TASK>
Work through the records below, line by line, and say how many lines include "town", with nothing else.

DATA SECTION>
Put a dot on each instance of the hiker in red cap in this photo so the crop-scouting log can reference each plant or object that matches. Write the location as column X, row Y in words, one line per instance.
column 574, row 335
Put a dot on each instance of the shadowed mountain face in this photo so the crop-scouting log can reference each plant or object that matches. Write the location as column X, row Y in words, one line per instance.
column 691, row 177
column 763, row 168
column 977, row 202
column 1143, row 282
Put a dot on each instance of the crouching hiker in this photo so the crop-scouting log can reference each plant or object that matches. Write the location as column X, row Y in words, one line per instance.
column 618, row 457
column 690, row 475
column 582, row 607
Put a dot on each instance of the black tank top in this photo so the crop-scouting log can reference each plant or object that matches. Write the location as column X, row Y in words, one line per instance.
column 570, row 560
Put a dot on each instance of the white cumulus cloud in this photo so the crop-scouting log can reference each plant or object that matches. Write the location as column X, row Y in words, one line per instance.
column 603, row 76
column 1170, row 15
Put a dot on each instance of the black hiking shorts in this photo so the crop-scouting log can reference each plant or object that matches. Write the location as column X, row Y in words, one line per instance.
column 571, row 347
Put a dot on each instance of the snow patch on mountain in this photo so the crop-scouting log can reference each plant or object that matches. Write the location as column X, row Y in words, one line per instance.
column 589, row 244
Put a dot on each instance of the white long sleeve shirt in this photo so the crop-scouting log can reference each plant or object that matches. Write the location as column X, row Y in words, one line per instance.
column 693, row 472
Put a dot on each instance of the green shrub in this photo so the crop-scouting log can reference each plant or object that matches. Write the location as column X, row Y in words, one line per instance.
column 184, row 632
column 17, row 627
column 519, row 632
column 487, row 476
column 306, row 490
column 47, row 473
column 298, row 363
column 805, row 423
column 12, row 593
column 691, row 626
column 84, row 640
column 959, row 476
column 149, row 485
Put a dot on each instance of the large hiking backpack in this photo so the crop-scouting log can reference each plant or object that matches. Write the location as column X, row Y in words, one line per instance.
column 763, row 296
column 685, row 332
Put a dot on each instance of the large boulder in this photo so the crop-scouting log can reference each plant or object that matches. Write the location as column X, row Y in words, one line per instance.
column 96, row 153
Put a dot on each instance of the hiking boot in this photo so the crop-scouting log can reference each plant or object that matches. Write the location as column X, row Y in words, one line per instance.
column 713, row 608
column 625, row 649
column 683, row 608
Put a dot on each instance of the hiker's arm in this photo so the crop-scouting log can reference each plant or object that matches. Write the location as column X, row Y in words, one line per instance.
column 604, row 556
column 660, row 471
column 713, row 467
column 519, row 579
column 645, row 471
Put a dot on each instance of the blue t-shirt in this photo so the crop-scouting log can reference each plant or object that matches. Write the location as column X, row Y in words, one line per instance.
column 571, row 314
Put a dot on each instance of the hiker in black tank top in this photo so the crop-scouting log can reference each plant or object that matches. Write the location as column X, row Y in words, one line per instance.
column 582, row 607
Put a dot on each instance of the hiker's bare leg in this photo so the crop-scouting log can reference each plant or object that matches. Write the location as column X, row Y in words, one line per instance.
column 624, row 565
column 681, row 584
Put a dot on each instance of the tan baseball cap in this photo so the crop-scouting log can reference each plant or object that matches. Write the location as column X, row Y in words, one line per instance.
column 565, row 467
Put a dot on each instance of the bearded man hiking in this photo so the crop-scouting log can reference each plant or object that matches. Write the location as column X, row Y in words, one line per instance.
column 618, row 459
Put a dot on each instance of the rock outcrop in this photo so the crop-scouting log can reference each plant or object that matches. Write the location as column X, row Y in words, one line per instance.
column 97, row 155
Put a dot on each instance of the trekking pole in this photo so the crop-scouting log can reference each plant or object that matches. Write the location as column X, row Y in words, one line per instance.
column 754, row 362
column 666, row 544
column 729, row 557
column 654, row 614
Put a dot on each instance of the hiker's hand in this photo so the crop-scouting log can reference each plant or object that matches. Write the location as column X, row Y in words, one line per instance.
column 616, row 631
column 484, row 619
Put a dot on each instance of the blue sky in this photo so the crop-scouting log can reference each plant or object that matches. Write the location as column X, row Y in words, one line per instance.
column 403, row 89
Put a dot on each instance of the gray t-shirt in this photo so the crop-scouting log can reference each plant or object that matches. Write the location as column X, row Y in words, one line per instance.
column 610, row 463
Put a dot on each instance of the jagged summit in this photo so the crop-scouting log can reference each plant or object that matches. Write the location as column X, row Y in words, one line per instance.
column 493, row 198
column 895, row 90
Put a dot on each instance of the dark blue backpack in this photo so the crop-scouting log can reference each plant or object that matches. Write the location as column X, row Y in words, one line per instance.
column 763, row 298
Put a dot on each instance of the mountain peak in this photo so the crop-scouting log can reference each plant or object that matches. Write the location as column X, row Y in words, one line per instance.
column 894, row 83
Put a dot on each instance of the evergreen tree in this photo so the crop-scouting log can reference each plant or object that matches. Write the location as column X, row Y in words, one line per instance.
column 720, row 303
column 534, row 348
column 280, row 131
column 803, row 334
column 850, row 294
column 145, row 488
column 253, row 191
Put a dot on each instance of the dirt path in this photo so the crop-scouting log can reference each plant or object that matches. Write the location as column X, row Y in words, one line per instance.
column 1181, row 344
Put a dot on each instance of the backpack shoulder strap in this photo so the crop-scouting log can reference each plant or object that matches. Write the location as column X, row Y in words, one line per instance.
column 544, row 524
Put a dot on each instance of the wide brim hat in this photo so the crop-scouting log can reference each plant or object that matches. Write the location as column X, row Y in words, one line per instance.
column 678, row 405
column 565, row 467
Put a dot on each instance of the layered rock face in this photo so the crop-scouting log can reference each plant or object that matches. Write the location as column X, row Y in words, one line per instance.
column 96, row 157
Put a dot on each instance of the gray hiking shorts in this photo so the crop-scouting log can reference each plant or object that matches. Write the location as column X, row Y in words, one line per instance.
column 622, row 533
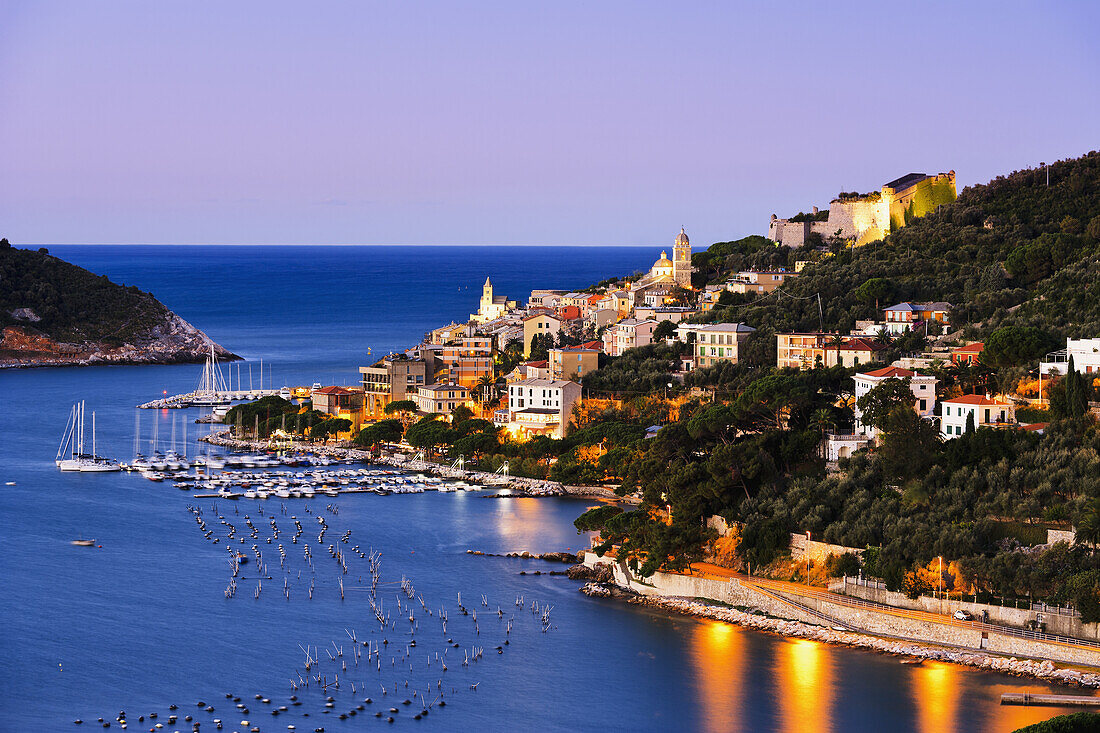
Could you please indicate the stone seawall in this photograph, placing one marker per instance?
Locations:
(911, 636)
(1055, 623)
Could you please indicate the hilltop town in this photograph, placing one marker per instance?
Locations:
(915, 390)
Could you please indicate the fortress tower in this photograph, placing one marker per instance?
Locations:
(681, 260)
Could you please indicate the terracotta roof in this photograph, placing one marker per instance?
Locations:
(861, 345)
(333, 390)
(890, 372)
(976, 400)
(587, 346)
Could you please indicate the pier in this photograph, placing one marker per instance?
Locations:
(186, 400)
(1057, 700)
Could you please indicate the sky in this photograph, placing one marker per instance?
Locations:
(562, 122)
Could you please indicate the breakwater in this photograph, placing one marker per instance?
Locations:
(519, 485)
(864, 627)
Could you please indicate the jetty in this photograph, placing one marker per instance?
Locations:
(1044, 699)
(215, 391)
(189, 398)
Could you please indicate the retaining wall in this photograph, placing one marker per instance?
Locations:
(1060, 624)
(867, 620)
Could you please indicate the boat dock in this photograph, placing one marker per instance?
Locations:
(1043, 699)
(188, 398)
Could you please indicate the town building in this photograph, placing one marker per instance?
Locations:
(986, 412)
(601, 317)
(441, 398)
(393, 379)
(539, 297)
(541, 407)
(714, 342)
(809, 350)
(967, 354)
(674, 272)
(344, 403)
(628, 334)
(574, 362)
(913, 316)
(447, 334)
(540, 325)
(759, 281)
(1085, 352)
(923, 387)
(675, 314)
(492, 306)
(469, 360)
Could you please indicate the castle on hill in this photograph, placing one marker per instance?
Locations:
(865, 218)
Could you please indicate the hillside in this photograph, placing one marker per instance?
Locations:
(54, 313)
(1012, 251)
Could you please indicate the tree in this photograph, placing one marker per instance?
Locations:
(461, 414)
(880, 401)
(595, 518)
(404, 408)
(331, 426)
(909, 442)
(540, 347)
(875, 290)
(666, 329)
(429, 434)
(381, 431)
(1016, 345)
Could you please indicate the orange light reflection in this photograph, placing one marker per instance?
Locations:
(805, 687)
(717, 655)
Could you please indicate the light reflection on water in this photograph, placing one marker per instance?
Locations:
(820, 688)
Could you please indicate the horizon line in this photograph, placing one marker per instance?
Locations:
(47, 244)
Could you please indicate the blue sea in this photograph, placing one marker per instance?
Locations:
(142, 621)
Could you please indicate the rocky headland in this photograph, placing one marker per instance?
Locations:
(55, 314)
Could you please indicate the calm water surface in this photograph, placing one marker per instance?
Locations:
(143, 622)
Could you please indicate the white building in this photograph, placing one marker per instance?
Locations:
(541, 406)
(628, 334)
(987, 412)
(714, 342)
(923, 387)
(441, 398)
(1086, 353)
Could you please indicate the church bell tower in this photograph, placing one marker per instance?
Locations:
(681, 260)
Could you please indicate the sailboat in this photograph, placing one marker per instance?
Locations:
(70, 452)
(211, 391)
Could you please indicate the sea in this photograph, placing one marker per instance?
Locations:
(144, 620)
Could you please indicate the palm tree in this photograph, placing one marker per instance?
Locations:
(822, 420)
(486, 386)
(836, 342)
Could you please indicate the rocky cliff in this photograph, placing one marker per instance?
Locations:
(55, 314)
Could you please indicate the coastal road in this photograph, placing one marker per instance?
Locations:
(785, 588)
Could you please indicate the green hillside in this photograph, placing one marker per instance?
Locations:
(1011, 251)
(72, 304)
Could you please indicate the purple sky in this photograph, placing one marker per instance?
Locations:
(514, 122)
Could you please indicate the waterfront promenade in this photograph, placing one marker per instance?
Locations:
(843, 620)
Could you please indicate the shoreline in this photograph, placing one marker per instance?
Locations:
(1044, 670)
(521, 487)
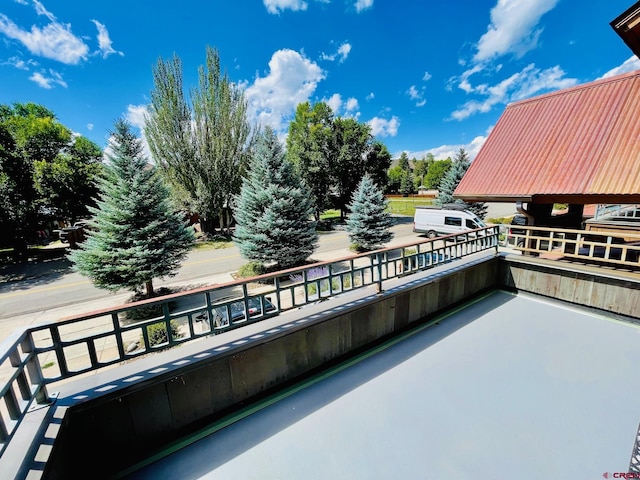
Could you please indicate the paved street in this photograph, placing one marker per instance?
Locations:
(50, 290)
(45, 291)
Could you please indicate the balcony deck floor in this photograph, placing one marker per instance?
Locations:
(510, 386)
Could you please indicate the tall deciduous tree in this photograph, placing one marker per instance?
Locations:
(351, 145)
(436, 171)
(68, 184)
(274, 209)
(377, 163)
(137, 235)
(451, 180)
(332, 154)
(32, 145)
(203, 147)
(369, 221)
(309, 148)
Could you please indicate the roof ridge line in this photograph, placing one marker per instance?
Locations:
(564, 91)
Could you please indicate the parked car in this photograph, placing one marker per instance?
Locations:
(451, 218)
(615, 253)
(255, 306)
(516, 221)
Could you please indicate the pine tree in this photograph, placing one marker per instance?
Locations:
(136, 234)
(369, 222)
(274, 209)
(451, 180)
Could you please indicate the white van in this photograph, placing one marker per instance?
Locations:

RESULT OF THE EXERCISE>
2